Write what comes next in the passage about private military contractors in Iraq, starting after its final sentence.

> **Extracted text**
• • • • •
As Tyler Cowen, an economics professor at George Mason University, wrote, “Excessive use of private contractors erodes checks and balances, and it substitutes market transactions, controlled by the executive branch, for traditional political mechanisms of accountability. When it comes to Iraq, we’ve yet to see the evidence of a large practical gain in return; instead, use of contractors may have helped to make an ill-advised venture possible.”
And related to the “human consequences of war”, one big question is who pays which costs? The military budget, and the government’s operating budget are hardly the only ones affected. Many employees of the PMC corporations are finding that their immediate employer is a shell incorporated outside the US to avoid US laws, such as medical coverage for the PMC employees. Quite a number of PMC employees are third country nationals, and as individuals, may have to carry a lot of the cost of their participation. The other cost may be to their countries of origin. What needs or expectations will they bring back? And how will their training in Iraq affect their participation in society and government at home?
• • • • •
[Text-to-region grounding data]
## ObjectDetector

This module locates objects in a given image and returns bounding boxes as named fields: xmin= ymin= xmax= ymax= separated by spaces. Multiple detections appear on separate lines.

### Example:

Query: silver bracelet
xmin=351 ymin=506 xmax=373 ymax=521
• • • • •
> **Result of this exercise**
Outsourcing is a way of cost shifting rather than cost saving. I see it every day. The young Spanish speaking woman who cleans our offices daily is our colleague. She does a superb job. Yet the contractor she works for pays her minimum wage and no benefits. My employer “saves” money by not paying permanent employees salaries and benefits to do the cleaning. The costs are shifted onto the individual at the bottom of the pay scale who is least able to bear these costs. And of course, the costs come back to government, which must deal with the emergency situations this cost shifting generates. Walmart is famous for these cost shifting “savings”, but its size makes it visible, it is hardly alone.
As Isenberg says, it depends on what you mean by cost.